What this task involves » Carry on the reflection on the CESR Portfolio Pathway from its final heading, "Starting from scratch (and a big pile of paper)".

Selected text »
Hail CESR! The portfolio pathway and how I successfully navigated my way to specialist registration
28 May, 2026
Read Dr Juliette Fowler's personal, practical reflection from on successfully navigating the CESR (Portfolio Pathway) and achieving specialist registration.
I genuinely loved the Portfolio Pathway (PP). It offered a structured, evidence based way to demonstrate my abilities – something exams had never quite captured for me. Instead of waiting for someone else to tell me how I was doing, I had the chance to show it myself.
And with that came opportunities I might never have had in training. Every day became a small treasure hunt:
- Teaching a student? Ask for feedback.
- Chairing a meeting? Use the minutes as evidence.
- Handling a complex case? Document the journey.
Once I started looking, the evidence was everywhere.
Starting from scratch (and a big pile of paper)

Provided information »
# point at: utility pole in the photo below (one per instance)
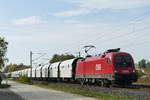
(31, 63)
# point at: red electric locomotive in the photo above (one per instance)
(112, 67)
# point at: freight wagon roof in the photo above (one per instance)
(67, 62)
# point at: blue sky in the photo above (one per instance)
(65, 26)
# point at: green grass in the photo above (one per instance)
(100, 96)
(4, 86)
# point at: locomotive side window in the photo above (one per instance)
(123, 61)
(109, 61)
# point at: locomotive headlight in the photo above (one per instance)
(133, 71)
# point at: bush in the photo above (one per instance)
(24, 79)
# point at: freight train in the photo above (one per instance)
(111, 67)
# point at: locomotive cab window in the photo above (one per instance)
(123, 61)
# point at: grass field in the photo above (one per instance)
(99, 96)
(4, 86)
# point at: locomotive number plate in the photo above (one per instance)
(98, 67)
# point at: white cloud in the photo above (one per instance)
(110, 4)
(27, 21)
(73, 12)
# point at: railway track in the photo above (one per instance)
(139, 92)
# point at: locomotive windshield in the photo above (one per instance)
(123, 61)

Exercise result »
The truth? I had absolutely no idea how to begin. I didn’t know anyone who had completed CESR, let alone passed first time. So I started simply: I took a week of study leave, emptied every drawer in my office, and sifted through every piece of paper I could find. Then I did the same digitally – emails, folders, attachments – anything that might become evidence.
It wasn’t glamorous, but it was a start.
The rhythm of hard work (and the gift of protected time)
The process wasn’t linear. I’d have bursts of productivity followed by weeks where work took over and CESR sat untouched. What changed everything was my Clinical Director. They asked what I needed, and the answer was simple: time.
For six months, every Monday afternoon was mine. No calls. No interruptions. Just me and the portfolio. Slowly, something resembling a submission began to take shape.
Organisation: the beating heart of CESR
If CESR has a secret, it’s organisation. I tried countless formats before landing on what worked:
- Listing every Intended Learning Outcome (now Higher Learning Outcome)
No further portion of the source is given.